## [Problem to solve]
Extract each line of the items below that contains the word "dishwasher".

## [Provided information]
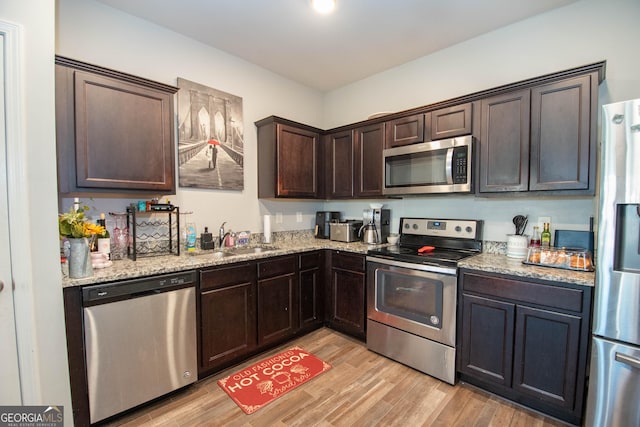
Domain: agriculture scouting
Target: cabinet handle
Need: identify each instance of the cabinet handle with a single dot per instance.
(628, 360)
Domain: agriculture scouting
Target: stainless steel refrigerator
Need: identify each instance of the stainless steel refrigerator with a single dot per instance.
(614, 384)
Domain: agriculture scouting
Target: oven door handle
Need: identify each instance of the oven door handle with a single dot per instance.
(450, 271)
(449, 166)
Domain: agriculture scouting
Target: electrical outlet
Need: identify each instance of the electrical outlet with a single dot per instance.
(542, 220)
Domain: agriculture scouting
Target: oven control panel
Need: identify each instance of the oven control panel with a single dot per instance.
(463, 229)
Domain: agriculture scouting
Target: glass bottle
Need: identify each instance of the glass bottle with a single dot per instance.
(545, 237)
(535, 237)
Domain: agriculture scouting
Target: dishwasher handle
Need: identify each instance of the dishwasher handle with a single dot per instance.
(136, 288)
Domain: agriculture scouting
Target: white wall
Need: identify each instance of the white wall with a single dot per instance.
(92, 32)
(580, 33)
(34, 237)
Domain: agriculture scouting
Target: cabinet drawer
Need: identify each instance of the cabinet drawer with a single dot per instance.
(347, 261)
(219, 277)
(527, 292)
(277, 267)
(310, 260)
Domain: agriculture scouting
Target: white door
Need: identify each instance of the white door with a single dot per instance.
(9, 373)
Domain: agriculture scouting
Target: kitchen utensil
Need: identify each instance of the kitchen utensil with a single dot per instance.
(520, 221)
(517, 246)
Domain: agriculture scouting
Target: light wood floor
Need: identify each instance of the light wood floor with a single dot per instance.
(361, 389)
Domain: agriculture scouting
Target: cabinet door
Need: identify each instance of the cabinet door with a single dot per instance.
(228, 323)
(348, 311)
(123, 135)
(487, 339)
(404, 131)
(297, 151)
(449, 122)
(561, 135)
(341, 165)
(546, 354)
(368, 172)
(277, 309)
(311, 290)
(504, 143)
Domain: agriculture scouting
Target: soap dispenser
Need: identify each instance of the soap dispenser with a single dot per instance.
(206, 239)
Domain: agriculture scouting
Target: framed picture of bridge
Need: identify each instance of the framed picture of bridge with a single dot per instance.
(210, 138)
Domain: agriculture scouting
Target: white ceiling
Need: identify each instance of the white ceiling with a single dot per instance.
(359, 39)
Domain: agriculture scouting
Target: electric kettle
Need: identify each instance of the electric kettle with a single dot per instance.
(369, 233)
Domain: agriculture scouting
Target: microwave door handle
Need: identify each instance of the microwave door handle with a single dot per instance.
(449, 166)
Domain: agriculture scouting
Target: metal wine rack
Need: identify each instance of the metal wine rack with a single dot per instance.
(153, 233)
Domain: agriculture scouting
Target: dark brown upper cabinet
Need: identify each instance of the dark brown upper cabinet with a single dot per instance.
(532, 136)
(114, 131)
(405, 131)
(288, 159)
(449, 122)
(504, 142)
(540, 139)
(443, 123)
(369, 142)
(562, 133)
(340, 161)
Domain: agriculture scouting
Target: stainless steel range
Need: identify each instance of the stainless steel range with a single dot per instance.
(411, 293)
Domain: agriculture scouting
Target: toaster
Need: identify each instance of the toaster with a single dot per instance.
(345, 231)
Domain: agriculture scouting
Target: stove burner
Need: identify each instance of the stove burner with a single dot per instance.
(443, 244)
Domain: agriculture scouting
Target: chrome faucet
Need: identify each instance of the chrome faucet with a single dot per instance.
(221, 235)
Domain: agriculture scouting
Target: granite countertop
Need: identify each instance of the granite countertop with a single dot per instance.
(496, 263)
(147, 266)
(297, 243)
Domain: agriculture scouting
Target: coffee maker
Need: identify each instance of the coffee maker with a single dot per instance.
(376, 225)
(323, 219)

## [Answer for this exercise]
Target: dishwasher handle
Need: identify each instance of the dishwasher handle with a single dot per instance.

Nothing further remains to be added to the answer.